**EXERCISE:** Print all the entries verbatim.

── RECORDS TO PROCESS ──

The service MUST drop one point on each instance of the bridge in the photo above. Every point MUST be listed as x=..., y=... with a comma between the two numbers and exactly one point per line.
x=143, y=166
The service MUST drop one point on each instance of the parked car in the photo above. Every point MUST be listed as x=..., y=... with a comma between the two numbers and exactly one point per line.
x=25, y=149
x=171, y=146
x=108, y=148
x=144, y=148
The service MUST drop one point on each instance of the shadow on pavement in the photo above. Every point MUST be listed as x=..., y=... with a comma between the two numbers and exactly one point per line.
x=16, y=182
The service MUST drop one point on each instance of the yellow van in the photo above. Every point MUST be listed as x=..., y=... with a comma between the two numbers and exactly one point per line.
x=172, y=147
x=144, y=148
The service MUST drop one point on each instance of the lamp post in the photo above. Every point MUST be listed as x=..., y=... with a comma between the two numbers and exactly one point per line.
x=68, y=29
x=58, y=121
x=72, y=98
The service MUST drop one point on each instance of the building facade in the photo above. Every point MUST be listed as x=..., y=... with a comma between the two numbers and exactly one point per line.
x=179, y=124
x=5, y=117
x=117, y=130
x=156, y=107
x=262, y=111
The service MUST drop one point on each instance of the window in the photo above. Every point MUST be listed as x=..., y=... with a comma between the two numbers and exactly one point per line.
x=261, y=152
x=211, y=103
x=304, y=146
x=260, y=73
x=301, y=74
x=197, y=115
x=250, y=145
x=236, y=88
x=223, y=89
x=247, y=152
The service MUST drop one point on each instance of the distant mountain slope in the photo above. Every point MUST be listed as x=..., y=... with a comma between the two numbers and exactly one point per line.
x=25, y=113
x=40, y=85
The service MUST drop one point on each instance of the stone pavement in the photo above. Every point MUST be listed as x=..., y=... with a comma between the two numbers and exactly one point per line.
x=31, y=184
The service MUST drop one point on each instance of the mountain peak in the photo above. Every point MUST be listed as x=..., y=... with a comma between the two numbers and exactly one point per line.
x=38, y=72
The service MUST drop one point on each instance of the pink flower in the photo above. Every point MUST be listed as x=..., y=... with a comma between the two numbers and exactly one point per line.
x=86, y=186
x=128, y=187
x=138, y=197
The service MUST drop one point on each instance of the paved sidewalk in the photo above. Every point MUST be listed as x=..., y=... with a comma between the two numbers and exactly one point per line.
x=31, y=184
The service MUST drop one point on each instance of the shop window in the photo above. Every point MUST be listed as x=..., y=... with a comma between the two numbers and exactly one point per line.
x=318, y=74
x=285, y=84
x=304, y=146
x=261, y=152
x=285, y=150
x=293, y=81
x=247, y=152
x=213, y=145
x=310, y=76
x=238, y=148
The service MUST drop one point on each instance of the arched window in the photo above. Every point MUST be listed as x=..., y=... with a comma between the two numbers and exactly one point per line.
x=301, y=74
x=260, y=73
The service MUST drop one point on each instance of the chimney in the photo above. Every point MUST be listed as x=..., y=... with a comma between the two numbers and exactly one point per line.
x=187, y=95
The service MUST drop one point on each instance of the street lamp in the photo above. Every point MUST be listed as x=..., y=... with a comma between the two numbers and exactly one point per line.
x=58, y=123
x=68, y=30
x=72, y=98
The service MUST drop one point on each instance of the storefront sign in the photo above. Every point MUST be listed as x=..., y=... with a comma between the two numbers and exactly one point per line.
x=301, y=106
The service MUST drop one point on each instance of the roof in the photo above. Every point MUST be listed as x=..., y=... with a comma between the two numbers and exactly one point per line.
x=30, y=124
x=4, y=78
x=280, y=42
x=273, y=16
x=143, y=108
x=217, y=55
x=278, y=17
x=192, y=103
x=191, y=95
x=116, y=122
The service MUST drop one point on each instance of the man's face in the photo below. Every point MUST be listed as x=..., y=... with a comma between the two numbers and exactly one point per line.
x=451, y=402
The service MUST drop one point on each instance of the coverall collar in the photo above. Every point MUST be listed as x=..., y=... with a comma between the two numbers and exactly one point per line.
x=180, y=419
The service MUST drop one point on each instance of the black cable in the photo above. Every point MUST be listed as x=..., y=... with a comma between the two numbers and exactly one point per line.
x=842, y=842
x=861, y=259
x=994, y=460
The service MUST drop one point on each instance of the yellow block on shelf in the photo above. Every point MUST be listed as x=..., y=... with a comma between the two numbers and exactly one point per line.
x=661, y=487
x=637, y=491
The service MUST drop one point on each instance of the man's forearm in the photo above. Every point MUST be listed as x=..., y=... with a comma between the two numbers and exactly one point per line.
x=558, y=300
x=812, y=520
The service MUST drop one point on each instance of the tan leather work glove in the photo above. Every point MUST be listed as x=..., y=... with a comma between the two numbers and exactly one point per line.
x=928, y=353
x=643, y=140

───

**EXERCISE ANSWER:**
The service MUST drop one point on each instance of the bridge in the photo above. Every point MUST be listed as x=..., y=... with a comma between the two numbers and exactly one point per line.
x=143, y=166
The service MUST drop one point on each instance of the parked car in the photo above. Every point MUST be listed as x=..., y=... with a comma between the two numbers and exactly one point per line.
x=25, y=149
x=171, y=146
x=108, y=148
x=144, y=148
The service MUST drop one point on each instance of the shadow on pavement in the photo above. Every point MUST be listed as x=..., y=... with a comma between the two numbers and exactly one point per line.
x=16, y=182
The service MUST drop one point on each instance of the yellow van in the photo above. Every point MUST be listed as x=..., y=... with a comma between the two numbers and exactly one point per line.
x=172, y=147
x=144, y=148
The service MUST drop one point on each instance of the lamp post in the photo above. Every point MUST be listed as x=..., y=... with a comma between the two numbers and exactly one point per line.
x=68, y=29
x=58, y=121
x=72, y=98
The service MUST drop one point on each instance of the building facade in the photo above. Every point MUST be listed as x=..., y=... with a comma between the two numbers and exactly one point per line.
x=179, y=124
x=5, y=117
x=117, y=130
x=156, y=107
x=262, y=111
The service MUST drop one point on each instance of the window in the photo above. Every point MUST be listed as x=..., y=... with a comma between the two numbers and exactly one point per line.
x=261, y=152
x=211, y=103
x=304, y=146
x=260, y=73
x=301, y=74
x=197, y=115
x=250, y=145
x=236, y=88
x=223, y=89
x=247, y=152
The service MUST drop one point on each instance of the distant mountain slope in the photo above. Every point MUST be listed as x=..., y=... with a comma between the two numbers and exactly one point per line.
x=25, y=113
x=40, y=85
The service MUST drop one point on each instance of the stone pavement in the photo above. Every point MUST be listed as x=..., y=... with a comma between the two numbers and exactly one point per line.
x=31, y=184
The service MUST drop one point on each instance of the mountain peak in the photo above. Every point MUST be listed as x=..., y=... with a comma between the two numbers and exactly one point per line.
x=38, y=72
The service MUST drop one point on each instance of the pink flower in the photo above. Every point MUST be listed as x=..., y=... with a comma between the two numbers and exactly one point per line.
x=86, y=186
x=128, y=187
x=138, y=197
The service MUST drop one point on each instance of the paved sidewalk in the photo above. Every point MUST be listed as x=..., y=... with a comma between the two numbers and exactly one point per line.
x=31, y=184
The service MUST drop one point on each instance of the shop window in the photo above. Every point MUST be listed as x=..., y=... with a comma between the two numbers and exactly one point per line.
x=318, y=74
x=285, y=84
x=304, y=146
x=261, y=152
x=285, y=150
x=293, y=81
x=247, y=152
x=213, y=145
x=310, y=76
x=238, y=148
The service MUST drop one point on each instance of the arched window in the photo above. Every point MUST be listed as x=..., y=... with a comma between the two numbers and exactly one point per line.
x=301, y=74
x=260, y=73
The service MUST drop one point on each instance of the chimney in the photo above. Every point MUST be listed as x=..., y=... with a comma between the two numbers and exactly one point per line.
x=187, y=95
The service MUST drop one point on each instance of the street lamp in the photo above. Every point MUST be listed as x=..., y=... with a comma between the two numbers and exactly one point per line.
x=58, y=123
x=68, y=30
x=72, y=98
The service MUST drop one point on each instance of the storefront sign in the photo above. Every point MUST be listed as x=..., y=... with a comma between the two numbers and exactly one point per line.
x=301, y=106
The service MUST drop one point on each instance of the roof in the photo above. Every point MUST be listed as x=..., y=... with a comma between the two numbers and exactly one point per line.
x=30, y=124
x=4, y=78
x=280, y=42
x=273, y=16
x=143, y=108
x=217, y=55
x=278, y=17
x=192, y=103
x=191, y=95
x=116, y=122
The service MUST drop one point on each instance of the man's face in the photo below. Every point MUST be listed as x=..., y=... with a comma between the two numbers and exactly one point per line.
x=451, y=402
The service MUST drop one point on each instance of the coverall collar in the photo above. Every point MUST be listed as x=..., y=... with a comma between the two numbers and exactly one point per line.
x=180, y=419
The service MUST drop one point on each instance of the black cable in the photo above. Every point MUST be listed as x=..., y=... with a comma between the two numbers and exactly one point per line.
x=842, y=842
x=861, y=259
x=994, y=460
The service MUST drop one point on each instance of the yellow block on shelf in the photo above. Every point MUST be listed as x=..., y=... with a comma between the two numbers and exactly one point per line.
x=661, y=487
x=637, y=491
The service MUST drop one point on each instance of the man's forearm in the photo above. Every point MUST be listed as x=..., y=... with a comma between the two numbers and exactly one point per line.
x=558, y=300
x=812, y=520
The service MUST drop one point on each instance of the tan leather work glove in the photo above. Every point MUST be listed as x=..., y=... with a comma between the two numbers and exactly one point per line.
x=928, y=353
x=643, y=140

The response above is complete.